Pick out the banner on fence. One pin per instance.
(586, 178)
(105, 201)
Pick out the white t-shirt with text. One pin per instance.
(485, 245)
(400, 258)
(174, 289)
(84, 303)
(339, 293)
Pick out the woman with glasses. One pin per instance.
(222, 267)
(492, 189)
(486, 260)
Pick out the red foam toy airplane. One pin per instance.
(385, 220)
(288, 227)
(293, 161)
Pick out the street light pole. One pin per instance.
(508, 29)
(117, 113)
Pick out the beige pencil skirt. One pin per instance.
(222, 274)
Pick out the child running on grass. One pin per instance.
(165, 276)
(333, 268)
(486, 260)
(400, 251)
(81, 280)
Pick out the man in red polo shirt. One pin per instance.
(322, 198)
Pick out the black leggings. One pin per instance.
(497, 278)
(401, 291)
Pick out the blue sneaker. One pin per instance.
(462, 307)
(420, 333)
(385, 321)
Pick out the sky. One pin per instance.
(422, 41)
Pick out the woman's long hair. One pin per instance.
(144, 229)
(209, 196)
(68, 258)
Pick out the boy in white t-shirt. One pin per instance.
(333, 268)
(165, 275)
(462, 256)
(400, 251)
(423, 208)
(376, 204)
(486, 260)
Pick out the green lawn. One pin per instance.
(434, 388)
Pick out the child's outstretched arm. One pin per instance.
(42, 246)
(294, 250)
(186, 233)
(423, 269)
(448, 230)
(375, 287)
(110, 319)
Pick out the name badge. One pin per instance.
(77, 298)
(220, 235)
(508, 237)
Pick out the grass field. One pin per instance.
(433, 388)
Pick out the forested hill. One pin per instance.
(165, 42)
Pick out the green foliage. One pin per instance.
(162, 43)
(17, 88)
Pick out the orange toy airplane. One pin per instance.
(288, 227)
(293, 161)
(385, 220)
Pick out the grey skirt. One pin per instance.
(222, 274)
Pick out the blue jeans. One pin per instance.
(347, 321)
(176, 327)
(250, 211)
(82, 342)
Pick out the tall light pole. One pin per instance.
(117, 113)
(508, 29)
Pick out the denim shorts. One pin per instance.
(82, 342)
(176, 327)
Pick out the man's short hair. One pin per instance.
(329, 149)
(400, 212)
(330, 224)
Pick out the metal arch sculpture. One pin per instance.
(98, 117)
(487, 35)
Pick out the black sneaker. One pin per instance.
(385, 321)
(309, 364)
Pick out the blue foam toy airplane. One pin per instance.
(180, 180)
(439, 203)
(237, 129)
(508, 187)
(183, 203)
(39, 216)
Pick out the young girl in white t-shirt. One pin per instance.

================================

[Task requirements] All of the records above are to be printed again exactly as they appear.

[Answer for this exercise]
Pick out the banner on fence. One pin per instance.
(586, 178)
(105, 201)
Pick out the white t-shirt with text. One pin per instance.
(485, 245)
(400, 258)
(174, 289)
(84, 303)
(339, 293)
Pick out the woman with glasses. One pin per instance.
(222, 267)
(492, 189)
(486, 260)
Pick out the red foam toy airplane. One pin per instance.
(385, 220)
(288, 227)
(293, 161)
Pick out the street light pole. One pin per instance.
(508, 29)
(117, 113)
Pick out the beige pencil skirt. One pin per instance.
(222, 274)
Pick out the child running on grass. One pin per instance.
(165, 276)
(333, 268)
(486, 260)
(400, 251)
(81, 280)
Pick out the man in red polo shirt. One pin per instance.
(322, 198)
Pick out the black leggings. One pin per instance.
(497, 278)
(401, 291)
Pick out the blue sneaker. One pin per instance.
(462, 307)
(420, 333)
(385, 321)
Pick out the sky. One pin per instance.
(422, 41)
Pick out the woman's long hair. One pin per instance.
(144, 229)
(209, 196)
(68, 258)
Pick out the boy in white t-shirt. One pin per instance.
(333, 268)
(165, 275)
(462, 256)
(400, 251)
(423, 208)
(376, 204)
(486, 260)
Pick out the green lawn. One pin per instance.
(434, 388)
Pick out the child's outstretched arm. One pin per instance.
(42, 246)
(294, 250)
(186, 233)
(423, 269)
(448, 230)
(375, 287)
(110, 319)
Pick out the name badge. One pin per instance.
(77, 298)
(220, 235)
(508, 237)
Pick out the grass field. One pin per instance.
(433, 388)
Pick out the forested hill. One pin per instance.
(165, 42)
Pick out the green foliage. One pin per instance.
(162, 43)
(17, 88)
Pick out the orange toy airplane. One pin per instance.
(288, 227)
(293, 161)
(385, 220)
Pick out the grey skirt. One pin per instance.
(222, 274)
Pick out the blue jeans. One pin per instance.
(347, 321)
(176, 327)
(250, 211)
(82, 342)
Pick out the tall light pole. One pin per instance.
(117, 113)
(508, 29)
Pick out the denim shorts. One pin per instance.
(82, 342)
(176, 327)
Pick out the man's short hair. One pin per instance.
(329, 149)
(400, 212)
(330, 224)
Pick out the metal arch sculpture. One pin per instance.
(98, 117)
(487, 35)
Pick out the black sneaker. One pin per instance.
(385, 321)
(309, 364)
Pick out the blue foam toy airplane. One pin per instance.
(180, 180)
(439, 203)
(237, 129)
(508, 187)
(183, 203)
(39, 216)
Pick out the young girl in white t-shirt. One pin per instance.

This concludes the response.